Part of a data file
-----
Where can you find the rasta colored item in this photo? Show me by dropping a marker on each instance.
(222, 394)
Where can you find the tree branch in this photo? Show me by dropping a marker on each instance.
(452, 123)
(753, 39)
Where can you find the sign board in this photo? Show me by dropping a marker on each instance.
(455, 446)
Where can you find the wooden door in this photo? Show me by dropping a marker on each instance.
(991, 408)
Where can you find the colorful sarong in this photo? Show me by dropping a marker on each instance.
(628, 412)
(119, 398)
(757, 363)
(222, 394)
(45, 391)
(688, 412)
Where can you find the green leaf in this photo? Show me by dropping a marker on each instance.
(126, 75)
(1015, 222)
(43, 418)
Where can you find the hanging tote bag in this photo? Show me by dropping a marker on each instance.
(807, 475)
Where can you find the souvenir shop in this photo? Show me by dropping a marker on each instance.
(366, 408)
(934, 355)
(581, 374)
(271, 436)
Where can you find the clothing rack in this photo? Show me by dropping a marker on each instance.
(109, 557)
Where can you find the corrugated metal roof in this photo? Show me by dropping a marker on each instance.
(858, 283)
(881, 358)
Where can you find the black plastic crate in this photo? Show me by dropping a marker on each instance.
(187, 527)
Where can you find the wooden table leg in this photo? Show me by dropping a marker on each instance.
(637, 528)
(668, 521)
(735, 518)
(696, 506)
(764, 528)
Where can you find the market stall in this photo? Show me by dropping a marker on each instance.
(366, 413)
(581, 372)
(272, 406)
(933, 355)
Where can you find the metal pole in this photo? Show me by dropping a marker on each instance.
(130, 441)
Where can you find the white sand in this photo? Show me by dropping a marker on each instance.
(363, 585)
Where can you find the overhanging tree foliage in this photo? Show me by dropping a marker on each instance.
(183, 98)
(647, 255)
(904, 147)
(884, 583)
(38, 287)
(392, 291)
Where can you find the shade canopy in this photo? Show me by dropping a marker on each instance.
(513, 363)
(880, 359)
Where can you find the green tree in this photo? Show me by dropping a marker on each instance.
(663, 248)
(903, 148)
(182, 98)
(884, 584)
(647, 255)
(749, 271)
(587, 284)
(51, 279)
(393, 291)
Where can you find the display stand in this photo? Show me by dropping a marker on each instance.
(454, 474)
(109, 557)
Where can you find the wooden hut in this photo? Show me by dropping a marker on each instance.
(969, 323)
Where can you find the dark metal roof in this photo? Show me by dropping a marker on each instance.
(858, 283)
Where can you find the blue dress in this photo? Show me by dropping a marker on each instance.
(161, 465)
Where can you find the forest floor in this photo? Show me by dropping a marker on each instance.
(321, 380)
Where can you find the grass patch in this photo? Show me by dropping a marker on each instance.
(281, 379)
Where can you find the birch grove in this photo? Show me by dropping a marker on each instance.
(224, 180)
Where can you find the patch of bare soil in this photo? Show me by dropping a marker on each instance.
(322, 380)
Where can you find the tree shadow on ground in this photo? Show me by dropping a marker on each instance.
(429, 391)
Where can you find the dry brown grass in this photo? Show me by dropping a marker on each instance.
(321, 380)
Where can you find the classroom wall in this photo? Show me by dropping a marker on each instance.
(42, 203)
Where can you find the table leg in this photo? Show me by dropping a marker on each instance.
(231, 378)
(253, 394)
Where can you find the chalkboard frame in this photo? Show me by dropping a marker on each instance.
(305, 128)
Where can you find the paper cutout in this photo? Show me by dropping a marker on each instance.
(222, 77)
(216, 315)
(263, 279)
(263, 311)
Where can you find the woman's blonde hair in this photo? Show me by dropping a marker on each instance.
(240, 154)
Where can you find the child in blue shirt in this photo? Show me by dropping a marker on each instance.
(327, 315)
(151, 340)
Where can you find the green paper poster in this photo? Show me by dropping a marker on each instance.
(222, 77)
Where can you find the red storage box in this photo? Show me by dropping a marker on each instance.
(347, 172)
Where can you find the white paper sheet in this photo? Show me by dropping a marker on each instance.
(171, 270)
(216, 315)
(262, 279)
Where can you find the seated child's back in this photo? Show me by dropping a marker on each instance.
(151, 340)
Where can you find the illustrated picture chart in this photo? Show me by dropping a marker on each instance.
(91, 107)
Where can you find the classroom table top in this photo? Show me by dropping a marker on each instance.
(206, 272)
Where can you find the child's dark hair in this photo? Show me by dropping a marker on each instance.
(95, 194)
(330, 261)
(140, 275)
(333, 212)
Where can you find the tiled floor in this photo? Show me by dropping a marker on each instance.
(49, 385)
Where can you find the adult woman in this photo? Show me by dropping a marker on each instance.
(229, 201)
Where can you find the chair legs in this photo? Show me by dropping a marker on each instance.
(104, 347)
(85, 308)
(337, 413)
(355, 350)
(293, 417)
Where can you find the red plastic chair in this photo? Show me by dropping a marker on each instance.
-----
WHAT IS REQUIRED:
Rewrite all the lines above as a numbered list, omitting any blank lines.

OUTPUT:
1. Where can you find the rasta colored item in this photo? Show me by dropping a marker on each instance.
2. (222, 394)
3. Where can you find the tree branch in this photo? Show me by dropping a marker on each instance.
4. (452, 123)
5. (753, 39)
6. Where can you find the sign board in this photo? Show me by dropping a marker on each instance.
7. (455, 446)
8. Where can you find the wooden door in this photo? Show me by dropping a marker on each instance.
9. (991, 408)
10. Where can you find the colorful sarong in this photo? Show me by dropping a marker on each instance.
11. (628, 412)
12. (119, 398)
13. (757, 363)
14. (222, 394)
15. (45, 391)
16. (688, 412)
17. Where can you find the green leaf in this photo? Show me by dropping a marker on each instance.
18. (126, 75)
19. (1015, 222)
20. (43, 418)
21. Where can you find the hanging tote bag in this photo? Show me by dropping a marker on each instance.
22. (807, 475)
23. Where can you find the souvenir shop in this photo? Show me by dropping a marker on each instance.
24. (366, 408)
25. (934, 355)
26. (581, 374)
27. (271, 436)
28. Where can you find the clothing rack in this photo? Show me by dropping a marker on each instance.
29. (109, 557)
30. Where can you find the corrugated metal roof in this photo? Show me by dropping a marker on each instance.
31. (858, 283)
32. (881, 358)
33. Where can you find the black plastic crate in this photo? Show me by dropping a marker on each instance.
34. (187, 527)
35. Where can you find the wooden table leg in this photo? Show me by dropping a marker on each instance.
36. (637, 528)
37. (668, 521)
38. (735, 518)
39. (696, 506)
40. (764, 528)
41. Where can you find the market stall in this photo? Show me by dropping a marker on each instance.
42. (366, 413)
43. (581, 372)
44. (272, 406)
45. (933, 355)
46. Where can you find the metal pole in this photo? Show me by dropping a marker on each instance.
47. (130, 441)
48. Where can you find the white sand in this photo? Show me by dropping a marker on each instance.
49. (363, 585)
50. Where can you find the overhanging tree foliage in this photo? Show me by dropping a marker on each instance.
51. (183, 98)
52. (647, 255)
53. (904, 147)
54. (884, 583)
55. (38, 287)
56. (392, 291)
57. Where can you find the shade canopy in this photo? Show me by dropping a marker on each instance.
58. (513, 363)
59. (880, 359)
60. Where can you find the green tree in this photo? Show me by dropping a marker on each instance.
61. (663, 248)
62. (903, 148)
63. (182, 98)
64. (884, 584)
65. (647, 255)
66. (749, 271)
67. (587, 284)
68. (51, 279)
69. (393, 291)
70. Where can you find the display stand in this photo? Show me by dropping a marker on each instance.
71. (454, 474)
72. (109, 557)
73. Where can you find the wooden hut in this photo? Show me by dropping a marker on each instance.
74. (969, 323)
75. Where can you find the dark metal roof in this photo? Show me by dropping a marker on each instance.
76. (858, 283)
77. Where can you find the blue dress in this photo? Show me by dropping a marker on each instance.
78. (161, 465)
79. Where can you find the forest floor in this photo? Show me by dropping a marker on each instance.
80. (321, 380)
81. Where can you find the grass patch in this photo? Show me by dropping a marker on each instance.
82. (281, 379)
83. Where can you find the birch grove in this photo? Show me by dropping a marker on each instance.
84. (224, 180)
85. Where can you find the patch of bare soil in this photo? Show me by dropping a marker on each instance.
86. (322, 380)
87. Where can you find the tree shadow on ground in this photo? Show me by dropping a marker on each instance.
88. (429, 391)
89. Where can you find the dry brown grass in this photo? Show me by dropping a marker on each instance.
90. (321, 380)
91. Where can you find the classroom wall in this photo? Show me by dropping a marker on each instance.
92. (42, 203)
93. Where can you find the table leg in this photo? Show me by dropping a marker on each instance.
94. (231, 378)
95. (253, 394)
96. Where can you find the chalkboard frame in this photo? Show me by dropping a marker on each instance.
97. (305, 128)
98. Where can you find the paper cutout in this photo? Show me by dropping a marker on each instance.
99. (222, 77)
100. (216, 315)
101. (263, 279)
102. (263, 311)
103. Where can you find the woman's blonde hair in this photo? Show me by dropping a marker on each instance.
104. (240, 154)
105. Where can you find the child in blue shirt in this photo? Show me by dropping a marker on each instance.
106. (327, 315)
107. (151, 340)
108. Where can you find the green paper poster in this photo? Show me by dropping a marker on each instance.
109. (222, 77)
110. Where can you find the red storage box in this photo? Show me by dropping a marker on each instance.
111. (347, 172)
112. Where can you find the white paper sheet in this photo? Show me by dropping a marker on each instance.
113. (171, 270)
114. (216, 315)
115. (262, 279)
116. Where can you find the seated child's back in this photo? Show me by dropping a marker on each instance.
117. (151, 340)
118. Where can you find the illustrated picture chart in this photo? Show me by dropping a marker on each instance.
119. (91, 107)
120. Where can you find the classroom table top in this photo? Show me by dropping a marker on each instance.
121. (206, 272)
122. Where can you find the child's dark hair in this photo? Show me by dropping a marker on each instance.
123. (95, 194)
124. (330, 261)
125. (140, 275)
126. (333, 212)
127. Where can you find the tiled floor in this photo? Show me by dropping a marker on each instance.
128. (49, 385)
129. Where can you find the adult woman in this photo? Show me by dropping a marker on each instance.
130. (229, 201)
131. Where can you find the chair legs in this photo? Show me by dropping a marker on each instance.
132. (104, 347)
133. (85, 308)
134. (337, 413)
135. (355, 350)
136. (293, 417)
137. Where can you find the red plastic chair in this photo? Show me by dropping a marker on each instance.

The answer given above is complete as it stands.